WHAT TO PRODUCE
Rewrite every line of the records below as a numbered list, skipping blank lines and omitting the pictures.
### GIVEN INFORMATION
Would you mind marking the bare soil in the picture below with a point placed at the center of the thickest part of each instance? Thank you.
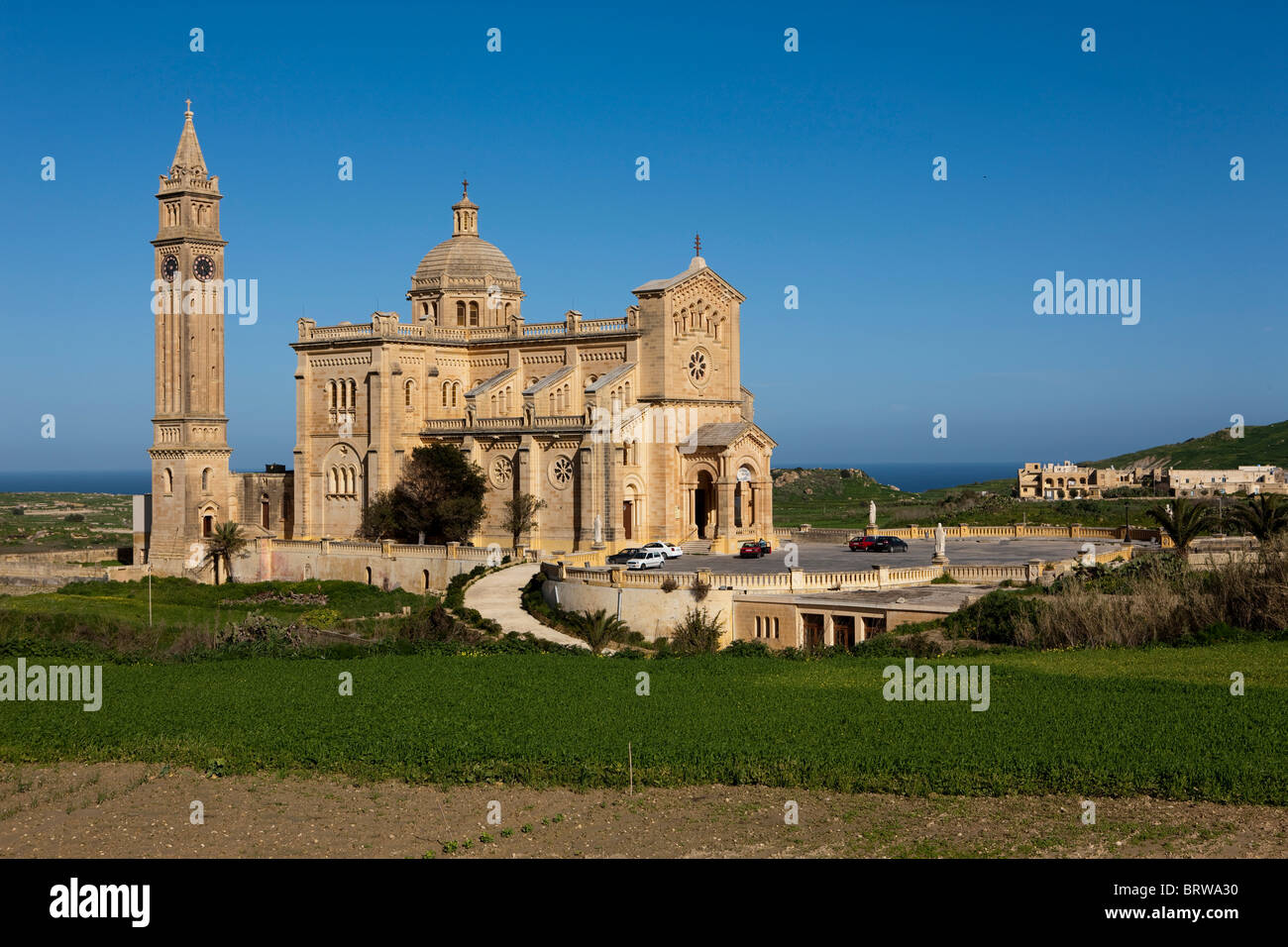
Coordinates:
(128, 809)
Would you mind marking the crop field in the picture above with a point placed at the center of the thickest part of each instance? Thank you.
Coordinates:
(38, 522)
(1155, 722)
(179, 604)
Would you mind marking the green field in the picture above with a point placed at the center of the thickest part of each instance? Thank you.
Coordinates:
(1158, 722)
(43, 523)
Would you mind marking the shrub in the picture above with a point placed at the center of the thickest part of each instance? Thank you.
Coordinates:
(259, 629)
(436, 624)
(321, 617)
(1001, 617)
(600, 628)
(698, 633)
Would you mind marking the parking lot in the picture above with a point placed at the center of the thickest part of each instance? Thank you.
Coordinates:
(819, 557)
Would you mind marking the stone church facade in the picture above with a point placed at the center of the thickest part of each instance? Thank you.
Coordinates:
(630, 429)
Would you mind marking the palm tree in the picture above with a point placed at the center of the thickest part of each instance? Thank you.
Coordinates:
(222, 545)
(1183, 523)
(599, 628)
(1261, 517)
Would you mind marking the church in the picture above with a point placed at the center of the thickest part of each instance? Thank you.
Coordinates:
(630, 429)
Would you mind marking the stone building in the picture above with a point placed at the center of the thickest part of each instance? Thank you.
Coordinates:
(630, 429)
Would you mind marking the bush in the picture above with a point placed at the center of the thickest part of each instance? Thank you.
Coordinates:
(436, 624)
(261, 629)
(321, 617)
(698, 633)
(1000, 617)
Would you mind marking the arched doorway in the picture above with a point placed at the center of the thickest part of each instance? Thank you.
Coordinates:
(704, 504)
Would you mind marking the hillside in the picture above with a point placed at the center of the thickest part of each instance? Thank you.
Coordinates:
(1266, 444)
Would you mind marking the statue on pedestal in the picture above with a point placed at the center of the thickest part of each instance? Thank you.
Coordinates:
######
THE ANSWER
1. Would you mind marking the bare soil in the picture below with a point placed at the center of the thickest part of each instance? Thank you.
2. Coordinates:
3. (128, 809)
4. Would you mind marking the crop field in the picture above with a point placed at the center of the thickest part of each instance? Thank you.
5. Coordinates:
6. (38, 522)
7. (1155, 722)
8. (179, 604)
9. Would you mind marking the green field in the picture above with a point placed at the center of the thickest part of each instance? Thank you.
10. Coordinates:
11. (1158, 722)
12. (43, 523)
13. Would you mind marking the shrub in the picture above with a point placed at the center of the thickest part of each instance? Thank you.
14. Coordinates:
15. (259, 629)
16. (436, 624)
17. (321, 617)
18. (1001, 617)
19. (600, 628)
20. (698, 633)
21. Would you mind marking the parking lot in the picture above with a point placed at the center of the thickest part of each instance? Thank you.
22. Coordinates:
23. (819, 557)
24. Would you mind marking the stone church facade in the picture above with a point placed at the center of the thickest part of each instance? Thank you.
25. Coordinates:
26. (630, 429)
27. Would you mind marking the palm tree in the picture above with a point placed at the center of the thickest part of each instance? Thank you.
28. Coordinates:
29. (222, 545)
30. (1183, 523)
31. (599, 628)
32. (1261, 517)
33. Would you mind marking the church in the picture above with a point placed at the center of the thickest part of each instance? Thank you.
34. Coordinates:
35. (630, 429)
36. Would you mind marking the stone building in the picture above with a point placed at the center of the thickest part of each instance? Thank you.
37. Coordinates:
38. (630, 429)
39. Would you mind marking the bush in the picture above with a point placed at the center of the thickest part of each instance? Thank you.
40. Coordinates:
41. (436, 624)
42. (261, 629)
43. (321, 617)
44. (698, 633)
45. (1000, 617)
46. Would you mind marking the arched doorway in the picture above with a point placed at the center of the thickest part of each instance? Thank you.
47. Coordinates:
48. (704, 504)
49. Would you mind marking the hillside in the picture above with a point placed at the center of the thickest part of each instance? Thank you.
50. Coordinates:
51. (1266, 444)
52. Would you mind marking the statue on pedestal in the picture above with a point placed at the center of the thickest part of each instance? Thank you.
53. Coordinates:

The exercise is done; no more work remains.